● Exercise: Reproduce each line from the records that holds "black".

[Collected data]
================
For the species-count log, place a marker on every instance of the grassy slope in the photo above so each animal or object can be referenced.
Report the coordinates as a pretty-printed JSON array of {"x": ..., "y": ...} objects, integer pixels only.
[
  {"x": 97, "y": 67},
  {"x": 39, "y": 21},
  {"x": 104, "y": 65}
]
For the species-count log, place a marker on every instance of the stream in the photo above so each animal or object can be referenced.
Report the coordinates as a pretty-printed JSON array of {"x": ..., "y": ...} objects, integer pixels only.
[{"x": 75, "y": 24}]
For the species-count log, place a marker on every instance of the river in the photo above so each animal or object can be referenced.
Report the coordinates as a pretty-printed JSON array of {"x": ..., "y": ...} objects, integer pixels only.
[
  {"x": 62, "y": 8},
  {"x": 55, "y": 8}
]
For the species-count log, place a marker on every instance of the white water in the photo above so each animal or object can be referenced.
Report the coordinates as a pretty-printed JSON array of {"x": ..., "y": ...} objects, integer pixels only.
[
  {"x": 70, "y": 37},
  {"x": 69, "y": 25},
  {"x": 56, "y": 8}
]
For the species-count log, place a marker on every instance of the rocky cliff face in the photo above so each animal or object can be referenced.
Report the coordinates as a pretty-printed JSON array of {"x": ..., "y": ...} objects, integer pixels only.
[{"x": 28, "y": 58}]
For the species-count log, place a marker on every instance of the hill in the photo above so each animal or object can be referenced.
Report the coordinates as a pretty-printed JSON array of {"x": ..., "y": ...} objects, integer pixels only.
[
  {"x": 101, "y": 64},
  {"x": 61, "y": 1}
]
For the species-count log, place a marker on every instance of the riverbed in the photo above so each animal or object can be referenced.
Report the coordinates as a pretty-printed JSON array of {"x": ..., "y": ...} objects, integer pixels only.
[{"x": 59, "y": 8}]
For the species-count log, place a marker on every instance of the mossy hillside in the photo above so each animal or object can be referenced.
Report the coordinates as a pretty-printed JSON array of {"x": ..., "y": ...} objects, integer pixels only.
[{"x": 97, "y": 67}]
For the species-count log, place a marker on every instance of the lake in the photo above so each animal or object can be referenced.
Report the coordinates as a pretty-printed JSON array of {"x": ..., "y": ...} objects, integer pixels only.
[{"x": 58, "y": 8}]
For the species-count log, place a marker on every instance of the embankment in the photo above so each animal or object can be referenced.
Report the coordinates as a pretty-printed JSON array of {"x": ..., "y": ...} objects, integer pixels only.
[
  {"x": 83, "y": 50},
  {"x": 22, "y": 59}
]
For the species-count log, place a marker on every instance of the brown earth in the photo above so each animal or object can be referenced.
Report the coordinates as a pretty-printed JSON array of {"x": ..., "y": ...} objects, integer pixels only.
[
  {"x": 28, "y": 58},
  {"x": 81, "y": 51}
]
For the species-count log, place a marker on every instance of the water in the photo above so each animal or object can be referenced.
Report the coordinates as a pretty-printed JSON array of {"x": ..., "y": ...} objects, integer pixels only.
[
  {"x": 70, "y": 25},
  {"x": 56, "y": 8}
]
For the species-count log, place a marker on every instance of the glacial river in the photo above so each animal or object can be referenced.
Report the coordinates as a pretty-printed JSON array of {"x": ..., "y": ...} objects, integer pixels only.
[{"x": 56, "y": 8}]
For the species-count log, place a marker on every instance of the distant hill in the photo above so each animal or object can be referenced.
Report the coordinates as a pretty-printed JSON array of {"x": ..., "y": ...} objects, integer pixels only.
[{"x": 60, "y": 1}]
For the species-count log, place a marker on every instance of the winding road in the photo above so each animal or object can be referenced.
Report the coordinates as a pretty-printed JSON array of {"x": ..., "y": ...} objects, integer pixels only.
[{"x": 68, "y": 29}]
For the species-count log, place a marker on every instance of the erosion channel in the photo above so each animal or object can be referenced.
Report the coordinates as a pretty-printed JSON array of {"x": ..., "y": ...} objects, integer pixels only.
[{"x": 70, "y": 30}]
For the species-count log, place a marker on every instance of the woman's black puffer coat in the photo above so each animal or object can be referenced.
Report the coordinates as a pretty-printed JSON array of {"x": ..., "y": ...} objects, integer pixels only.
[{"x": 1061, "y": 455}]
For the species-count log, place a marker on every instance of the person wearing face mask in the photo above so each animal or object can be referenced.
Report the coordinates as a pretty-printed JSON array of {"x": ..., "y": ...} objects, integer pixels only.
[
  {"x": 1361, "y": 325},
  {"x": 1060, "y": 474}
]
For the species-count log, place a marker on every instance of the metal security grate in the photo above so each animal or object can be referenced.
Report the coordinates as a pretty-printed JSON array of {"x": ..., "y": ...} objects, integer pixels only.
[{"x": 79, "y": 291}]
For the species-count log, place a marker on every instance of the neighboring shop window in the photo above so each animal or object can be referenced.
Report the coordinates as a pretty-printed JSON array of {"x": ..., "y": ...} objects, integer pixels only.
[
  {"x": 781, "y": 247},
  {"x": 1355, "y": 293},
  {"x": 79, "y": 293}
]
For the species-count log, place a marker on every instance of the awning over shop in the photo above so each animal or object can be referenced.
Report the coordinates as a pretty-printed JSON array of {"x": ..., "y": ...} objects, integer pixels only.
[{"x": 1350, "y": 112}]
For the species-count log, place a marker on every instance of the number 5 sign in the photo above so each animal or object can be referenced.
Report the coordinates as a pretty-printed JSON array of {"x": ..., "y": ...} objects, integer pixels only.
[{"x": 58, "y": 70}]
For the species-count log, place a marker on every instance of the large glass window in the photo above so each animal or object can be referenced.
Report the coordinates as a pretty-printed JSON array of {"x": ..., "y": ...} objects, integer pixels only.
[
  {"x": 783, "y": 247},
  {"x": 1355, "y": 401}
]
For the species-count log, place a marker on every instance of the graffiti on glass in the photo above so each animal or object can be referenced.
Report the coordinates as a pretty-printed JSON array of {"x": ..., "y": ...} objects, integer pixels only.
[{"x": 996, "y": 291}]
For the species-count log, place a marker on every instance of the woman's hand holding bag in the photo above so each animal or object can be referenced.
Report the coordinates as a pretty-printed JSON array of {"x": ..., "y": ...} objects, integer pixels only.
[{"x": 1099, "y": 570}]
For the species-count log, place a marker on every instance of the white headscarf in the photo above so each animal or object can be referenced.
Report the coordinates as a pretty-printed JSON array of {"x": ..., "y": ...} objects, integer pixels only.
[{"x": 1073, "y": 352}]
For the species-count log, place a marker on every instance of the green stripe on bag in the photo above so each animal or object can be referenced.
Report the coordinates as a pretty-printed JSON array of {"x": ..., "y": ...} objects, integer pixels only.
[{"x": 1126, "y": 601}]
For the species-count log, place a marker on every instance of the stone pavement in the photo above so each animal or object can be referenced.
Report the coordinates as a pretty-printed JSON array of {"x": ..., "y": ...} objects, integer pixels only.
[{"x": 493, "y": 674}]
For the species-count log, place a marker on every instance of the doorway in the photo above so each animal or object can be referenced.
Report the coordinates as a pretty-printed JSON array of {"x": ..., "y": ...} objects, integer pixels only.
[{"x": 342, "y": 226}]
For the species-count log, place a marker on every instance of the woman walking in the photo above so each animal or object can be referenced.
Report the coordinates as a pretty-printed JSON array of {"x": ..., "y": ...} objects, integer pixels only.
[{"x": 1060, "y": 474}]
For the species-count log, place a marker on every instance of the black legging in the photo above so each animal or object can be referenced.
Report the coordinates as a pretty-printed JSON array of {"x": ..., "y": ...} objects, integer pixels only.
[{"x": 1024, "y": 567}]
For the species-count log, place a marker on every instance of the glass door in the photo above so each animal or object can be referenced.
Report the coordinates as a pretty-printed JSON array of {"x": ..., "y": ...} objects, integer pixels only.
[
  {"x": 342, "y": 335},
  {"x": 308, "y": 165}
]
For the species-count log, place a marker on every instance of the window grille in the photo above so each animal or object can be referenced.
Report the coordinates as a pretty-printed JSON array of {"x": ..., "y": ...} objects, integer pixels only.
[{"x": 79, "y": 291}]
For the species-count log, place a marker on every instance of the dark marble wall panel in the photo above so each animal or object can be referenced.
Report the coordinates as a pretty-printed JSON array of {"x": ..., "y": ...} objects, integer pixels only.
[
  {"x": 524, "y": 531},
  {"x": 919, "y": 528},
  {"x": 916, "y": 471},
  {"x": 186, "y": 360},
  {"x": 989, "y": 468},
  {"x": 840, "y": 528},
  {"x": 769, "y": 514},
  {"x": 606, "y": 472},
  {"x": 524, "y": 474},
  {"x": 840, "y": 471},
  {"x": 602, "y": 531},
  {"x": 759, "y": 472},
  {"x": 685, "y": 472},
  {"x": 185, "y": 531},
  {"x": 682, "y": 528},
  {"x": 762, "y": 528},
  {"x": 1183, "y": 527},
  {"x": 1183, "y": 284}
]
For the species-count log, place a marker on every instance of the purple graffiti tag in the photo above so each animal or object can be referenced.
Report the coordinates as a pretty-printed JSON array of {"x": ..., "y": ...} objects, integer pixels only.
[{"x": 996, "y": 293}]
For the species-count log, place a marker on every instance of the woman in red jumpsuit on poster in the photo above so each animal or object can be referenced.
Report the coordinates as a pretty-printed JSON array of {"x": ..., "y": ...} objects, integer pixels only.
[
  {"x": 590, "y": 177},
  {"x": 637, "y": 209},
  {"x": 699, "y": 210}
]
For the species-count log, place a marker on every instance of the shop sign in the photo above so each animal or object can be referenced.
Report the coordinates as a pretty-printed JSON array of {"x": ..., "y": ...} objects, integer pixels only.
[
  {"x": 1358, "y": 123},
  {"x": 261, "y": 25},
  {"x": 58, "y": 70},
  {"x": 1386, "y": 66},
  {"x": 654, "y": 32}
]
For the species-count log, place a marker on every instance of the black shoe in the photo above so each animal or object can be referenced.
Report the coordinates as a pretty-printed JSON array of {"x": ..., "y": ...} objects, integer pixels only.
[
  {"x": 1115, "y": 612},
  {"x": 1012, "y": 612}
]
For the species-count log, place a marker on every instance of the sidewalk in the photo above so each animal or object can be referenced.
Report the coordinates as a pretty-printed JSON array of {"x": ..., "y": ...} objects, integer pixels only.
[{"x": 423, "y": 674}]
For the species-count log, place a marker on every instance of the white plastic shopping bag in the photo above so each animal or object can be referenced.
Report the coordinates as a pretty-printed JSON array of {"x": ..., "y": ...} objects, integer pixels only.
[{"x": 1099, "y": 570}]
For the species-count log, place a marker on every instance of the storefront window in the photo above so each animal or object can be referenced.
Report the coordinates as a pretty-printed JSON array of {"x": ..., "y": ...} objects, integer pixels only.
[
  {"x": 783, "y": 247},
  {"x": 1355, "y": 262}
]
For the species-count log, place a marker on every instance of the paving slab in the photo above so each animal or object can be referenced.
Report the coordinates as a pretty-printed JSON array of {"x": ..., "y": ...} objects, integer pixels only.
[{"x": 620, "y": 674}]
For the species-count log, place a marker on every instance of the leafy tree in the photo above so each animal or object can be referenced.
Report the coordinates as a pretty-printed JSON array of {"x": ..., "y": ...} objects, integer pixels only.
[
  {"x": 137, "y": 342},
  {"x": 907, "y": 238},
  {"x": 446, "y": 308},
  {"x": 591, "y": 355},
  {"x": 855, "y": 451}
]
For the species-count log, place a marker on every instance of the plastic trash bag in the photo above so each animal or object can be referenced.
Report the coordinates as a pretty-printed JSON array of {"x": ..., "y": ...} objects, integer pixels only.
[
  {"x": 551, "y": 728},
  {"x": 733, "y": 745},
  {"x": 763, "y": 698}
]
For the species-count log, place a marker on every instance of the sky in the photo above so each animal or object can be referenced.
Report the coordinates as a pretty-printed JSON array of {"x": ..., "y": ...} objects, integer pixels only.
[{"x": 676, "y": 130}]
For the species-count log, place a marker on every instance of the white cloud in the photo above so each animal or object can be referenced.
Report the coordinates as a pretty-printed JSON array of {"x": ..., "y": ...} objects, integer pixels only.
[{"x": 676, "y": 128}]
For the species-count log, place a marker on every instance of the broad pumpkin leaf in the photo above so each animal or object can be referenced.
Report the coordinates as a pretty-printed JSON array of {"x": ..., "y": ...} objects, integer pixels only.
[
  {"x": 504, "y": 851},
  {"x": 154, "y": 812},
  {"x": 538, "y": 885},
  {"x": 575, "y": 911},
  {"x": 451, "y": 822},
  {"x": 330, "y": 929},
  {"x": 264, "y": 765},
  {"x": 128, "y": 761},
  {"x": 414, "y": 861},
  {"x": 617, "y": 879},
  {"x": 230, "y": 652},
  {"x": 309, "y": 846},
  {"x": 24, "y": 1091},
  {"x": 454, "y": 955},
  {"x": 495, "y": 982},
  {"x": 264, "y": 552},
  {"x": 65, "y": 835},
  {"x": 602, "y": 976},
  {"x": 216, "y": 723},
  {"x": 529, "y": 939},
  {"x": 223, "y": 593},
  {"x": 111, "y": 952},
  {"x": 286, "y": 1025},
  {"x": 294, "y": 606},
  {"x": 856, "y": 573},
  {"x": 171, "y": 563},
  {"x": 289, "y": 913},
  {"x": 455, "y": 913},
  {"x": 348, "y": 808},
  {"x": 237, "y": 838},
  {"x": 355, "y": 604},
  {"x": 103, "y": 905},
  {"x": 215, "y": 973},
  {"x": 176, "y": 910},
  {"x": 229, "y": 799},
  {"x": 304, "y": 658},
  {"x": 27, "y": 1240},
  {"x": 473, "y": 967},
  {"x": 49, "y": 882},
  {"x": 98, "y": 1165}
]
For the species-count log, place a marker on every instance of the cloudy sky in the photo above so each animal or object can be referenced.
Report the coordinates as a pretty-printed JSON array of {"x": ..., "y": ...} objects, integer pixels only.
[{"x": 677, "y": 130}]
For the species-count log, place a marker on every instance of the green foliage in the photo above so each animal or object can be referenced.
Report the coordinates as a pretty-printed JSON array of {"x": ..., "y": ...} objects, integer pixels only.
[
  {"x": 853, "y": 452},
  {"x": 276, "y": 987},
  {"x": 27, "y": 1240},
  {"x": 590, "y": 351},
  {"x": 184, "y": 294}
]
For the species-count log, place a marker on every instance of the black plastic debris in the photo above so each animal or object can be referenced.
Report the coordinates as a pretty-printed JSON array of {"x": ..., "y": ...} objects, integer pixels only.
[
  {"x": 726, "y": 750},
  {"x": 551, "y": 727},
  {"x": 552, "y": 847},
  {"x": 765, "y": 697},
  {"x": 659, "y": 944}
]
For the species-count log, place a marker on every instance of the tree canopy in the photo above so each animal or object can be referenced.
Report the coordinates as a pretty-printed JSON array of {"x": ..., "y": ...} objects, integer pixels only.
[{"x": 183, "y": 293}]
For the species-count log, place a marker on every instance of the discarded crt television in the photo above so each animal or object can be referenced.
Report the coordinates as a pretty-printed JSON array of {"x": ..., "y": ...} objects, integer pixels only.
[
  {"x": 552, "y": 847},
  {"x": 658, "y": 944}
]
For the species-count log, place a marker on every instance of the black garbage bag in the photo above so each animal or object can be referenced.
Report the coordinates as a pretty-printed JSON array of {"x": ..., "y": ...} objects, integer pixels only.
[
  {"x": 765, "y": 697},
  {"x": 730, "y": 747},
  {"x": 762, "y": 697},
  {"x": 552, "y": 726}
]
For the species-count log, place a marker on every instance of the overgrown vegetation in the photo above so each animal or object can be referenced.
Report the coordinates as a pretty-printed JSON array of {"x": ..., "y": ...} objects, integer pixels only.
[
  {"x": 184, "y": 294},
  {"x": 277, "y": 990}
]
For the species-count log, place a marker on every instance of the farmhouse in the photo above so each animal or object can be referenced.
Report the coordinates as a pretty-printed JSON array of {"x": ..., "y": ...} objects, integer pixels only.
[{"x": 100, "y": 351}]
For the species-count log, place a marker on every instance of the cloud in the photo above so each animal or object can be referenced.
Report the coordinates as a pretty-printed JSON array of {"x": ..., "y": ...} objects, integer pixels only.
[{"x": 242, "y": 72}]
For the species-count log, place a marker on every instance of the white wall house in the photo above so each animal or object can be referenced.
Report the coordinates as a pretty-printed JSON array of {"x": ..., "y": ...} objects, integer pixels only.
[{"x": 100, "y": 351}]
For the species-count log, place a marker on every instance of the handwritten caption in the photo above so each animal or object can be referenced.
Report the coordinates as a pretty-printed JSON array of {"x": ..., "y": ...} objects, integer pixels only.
================
● Completed task:
For the species-count log, place a marker on every instance of the woman's black puffer coat in the photo above so each animal or object can be referenced.
For the species-count log, place a marker on every instance of the black legging in the photo above so each animal or object can be referenced.
For the species-count log, place a marker on every instance of the black shoe in the photo above so each animal or object can be referenced.
For the species-count log, place a marker on every instance of the black plastic debris in the photo above so each animal or object can be referenced.
For the species-count log, place a marker on every instance of the black garbage bag in the photo above so each animal or object can be referenced.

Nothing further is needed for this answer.